- Written exercise:
Give the data below as a two-column CSV with the headers "request" and "answer" and one row per request. Put each field in double quotes, replace line breaks with spaces, and leave the pictures out.

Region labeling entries
════════════════
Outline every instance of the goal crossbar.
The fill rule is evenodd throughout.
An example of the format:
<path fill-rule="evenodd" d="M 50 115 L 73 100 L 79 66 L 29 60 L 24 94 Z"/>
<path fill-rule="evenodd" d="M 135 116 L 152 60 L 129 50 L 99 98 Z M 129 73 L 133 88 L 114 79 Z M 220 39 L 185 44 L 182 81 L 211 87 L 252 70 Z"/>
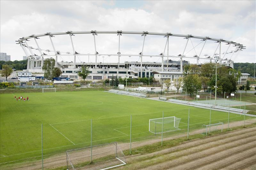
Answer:
<path fill-rule="evenodd" d="M 215 130 L 217 130 L 217 128 L 218 125 L 221 125 L 221 132 L 222 132 L 222 130 L 223 130 L 223 122 L 219 122 L 219 123 L 214 123 L 214 124 L 209 124 L 209 125 L 205 125 L 205 124 L 203 124 L 202 126 L 202 127 L 205 126 L 205 135 L 206 135 L 206 136 L 207 136 L 207 132 L 208 131 L 208 127 L 209 127 L 209 133 L 210 133 L 211 132 L 211 126 L 213 126 L 214 127 L 215 127 L 215 128 L 216 129 L 215 130 L 212 130 L 213 131 L 215 131 Z M 201 133 L 201 134 L 202 134 L 202 135 L 205 135 L 205 134 L 204 134 L 204 132 L 203 132 L 203 133 Z"/>
<path fill-rule="evenodd" d="M 48 90 L 46 90 L 46 91 L 45 91 L 46 90 L 53 90 L 53 92 L 56 92 L 56 88 L 42 88 L 42 90 L 43 91 L 43 93 L 44 92 L 44 90 L 45 92 L 46 92 L 46 91 L 48 91 Z"/>
<path fill-rule="evenodd" d="M 155 134 L 162 132 L 165 133 L 180 130 L 179 125 L 180 120 L 175 116 L 150 119 L 149 121 L 148 131 Z"/>
<path fill-rule="evenodd" d="M 118 166 L 122 166 L 122 165 L 126 165 L 126 163 L 125 162 L 125 156 L 124 155 L 124 153 L 121 150 L 121 149 L 119 147 L 118 144 L 117 144 L 117 143 L 116 142 L 111 142 L 110 143 L 107 143 L 106 144 L 100 144 L 97 145 L 95 145 L 94 146 L 88 146 L 87 147 L 85 147 L 84 148 L 78 148 L 76 149 L 73 149 L 72 150 L 69 150 L 69 151 L 66 151 L 67 153 L 67 169 L 68 169 L 68 162 L 70 164 L 71 166 L 71 167 L 70 167 L 71 168 L 72 168 L 72 169 L 76 169 L 76 167 L 75 166 L 75 165 L 73 164 L 73 163 L 72 163 L 72 161 L 71 160 L 71 158 L 70 157 L 70 155 L 69 155 L 69 153 L 72 153 L 73 154 L 74 154 L 74 152 L 79 152 L 79 150 L 86 150 L 86 149 L 90 149 L 92 151 L 92 150 L 93 148 L 97 148 L 99 147 L 103 147 L 104 146 L 104 145 L 106 146 L 108 145 L 109 145 L 111 146 L 111 145 L 112 145 L 112 146 L 114 146 L 115 149 L 115 151 L 112 151 L 113 152 L 115 153 L 115 156 L 114 156 L 113 159 L 116 159 L 116 160 L 117 160 L 119 162 L 119 163 L 118 164 L 118 165 L 114 165 L 113 166 L 110 166 L 110 167 L 107 167 L 105 168 L 104 168 L 103 169 L 101 168 L 100 169 L 100 170 L 105 170 L 105 169 L 110 169 L 113 168 L 114 168 L 115 167 L 117 167 Z M 106 149 L 106 148 L 105 148 Z M 92 154 L 92 151 L 90 152 L 91 152 L 91 158 L 92 157 L 92 155 L 91 155 Z M 107 152 L 106 152 L 107 153 Z M 109 153 L 110 154 L 111 154 L 111 153 Z M 99 156 L 99 154 L 97 154 L 98 156 Z M 106 156 L 107 155 L 103 155 L 102 156 Z M 92 158 L 91 158 L 92 159 Z M 112 159 L 110 159 L 110 160 L 111 160 Z M 123 159 L 122 160 L 122 159 Z M 91 160 L 92 160 L 92 159 L 91 159 Z M 103 163 L 103 162 L 102 162 Z M 92 163 L 92 162 L 91 162 Z M 76 164 L 76 163 L 75 162 L 75 164 Z"/>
════════════════
- Written answer:
request,answer
"Outline every instance of the goal crossbar. The fill rule is evenodd throughout. An example of the format: <path fill-rule=""evenodd"" d=""M 50 115 L 73 100 L 79 66 L 29 60 L 24 94 Z""/> <path fill-rule=""evenodd"" d=""M 135 116 L 152 60 L 129 50 L 99 98 Z M 129 73 L 133 88 L 114 79 Z M 220 39 L 185 44 L 182 81 L 211 87 L 252 70 Z""/> Answer:","<path fill-rule=""evenodd"" d=""M 215 130 L 217 130 L 217 128 L 218 125 L 221 125 L 221 132 L 222 132 L 222 130 L 223 130 L 223 122 L 219 122 L 219 123 L 214 123 L 214 124 L 209 124 L 209 125 L 205 125 L 205 124 L 203 124 L 202 126 L 202 127 L 205 126 L 205 135 L 206 135 L 206 136 L 207 136 L 207 132 L 208 131 L 208 127 L 209 127 L 209 133 L 210 133 L 211 132 L 211 126 L 213 126 L 214 127 L 215 127 L 215 128 L 216 129 L 215 130 L 212 130 L 213 131 L 215 131 Z M 201 133 L 201 134 L 202 134 L 202 135 L 205 135 L 205 134 L 204 134 L 204 132 L 203 132 L 203 133 Z""/> <path fill-rule=""evenodd"" d=""M 48 90 L 46 90 L 46 91 L 45 91 L 46 90 L 53 90 L 53 92 L 56 92 L 56 88 L 42 88 L 42 90 L 43 91 L 43 93 L 44 92 L 44 90 L 45 92 L 46 92 L 46 91 L 48 91 Z""/> <path fill-rule=""evenodd"" d=""M 155 134 L 162 132 L 165 133 L 180 130 L 179 125 L 180 120 L 175 116 L 150 119 L 149 121 L 148 131 Z""/> <path fill-rule=""evenodd"" d=""M 118 166 L 122 166 L 122 165 L 126 165 L 126 163 L 125 162 L 125 156 L 124 155 L 124 153 L 121 150 L 121 149 L 119 147 L 118 144 L 117 144 L 117 143 L 116 142 L 111 142 L 110 143 L 107 143 L 106 144 L 100 144 L 97 145 L 95 145 L 94 146 L 88 146 L 87 147 L 85 147 L 84 148 L 78 148 L 76 149 L 73 149 L 72 150 L 69 150 L 69 151 L 66 151 L 67 153 L 67 169 L 68 169 L 68 162 L 70 164 L 71 166 L 71 167 L 70 167 L 71 168 L 72 168 L 72 169 L 76 169 L 76 167 L 75 166 L 75 165 L 73 164 L 73 163 L 72 163 L 72 161 L 71 160 L 71 158 L 70 157 L 70 155 L 69 155 L 69 153 L 72 153 L 73 154 L 74 154 L 74 152 L 79 152 L 79 150 L 86 150 L 86 149 L 90 149 L 92 151 L 92 150 L 93 148 L 97 148 L 99 147 L 103 147 L 104 146 L 104 145 L 106 146 L 108 145 L 109 145 L 111 146 L 111 145 L 112 145 L 112 146 L 114 146 L 115 149 L 115 151 L 112 151 L 113 152 L 115 153 L 115 156 L 114 156 L 113 159 L 116 159 L 116 160 L 117 160 L 119 162 L 119 163 L 118 164 L 118 165 L 114 165 L 113 166 L 110 166 L 110 167 L 107 167 L 105 168 L 104 168 L 103 169 L 101 168 L 100 169 L 100 170 L 105 170 L 105 169 L 110 169 L 113 168 L 114 168 L 115 167 L 117 167 Z M 106 149 L 106 148 L 105 148 Z M 92 154 L 92 151 L 90 152 L 91 152 L 91 158 L 92 157 L 92 155 L 91 155 Z M 107 152 L 106 152 L 107 153 Z M 109 153 L 110 154 L 111 154 L 111 153 Z M 99 156 L 99 154 L 97 154 L 98 156 Z M 106 156 L 107 155 L 103 155 L 102 156 Z M 92 158 L 91 158 L 92 159 Z M 112 159 L 110 159 L 110 160 L 111 160 Z M 123 159 L 122 160 L 122 159 Z M 91 160 L 92 160 L 92 159 L 91 159 Z M 103 163 L 103 162 L 102 162 Z M 92 163 L 92 162 L 91 162 Z M 76 164 L 76 163 L 75 162 L 75 164 Z""/>"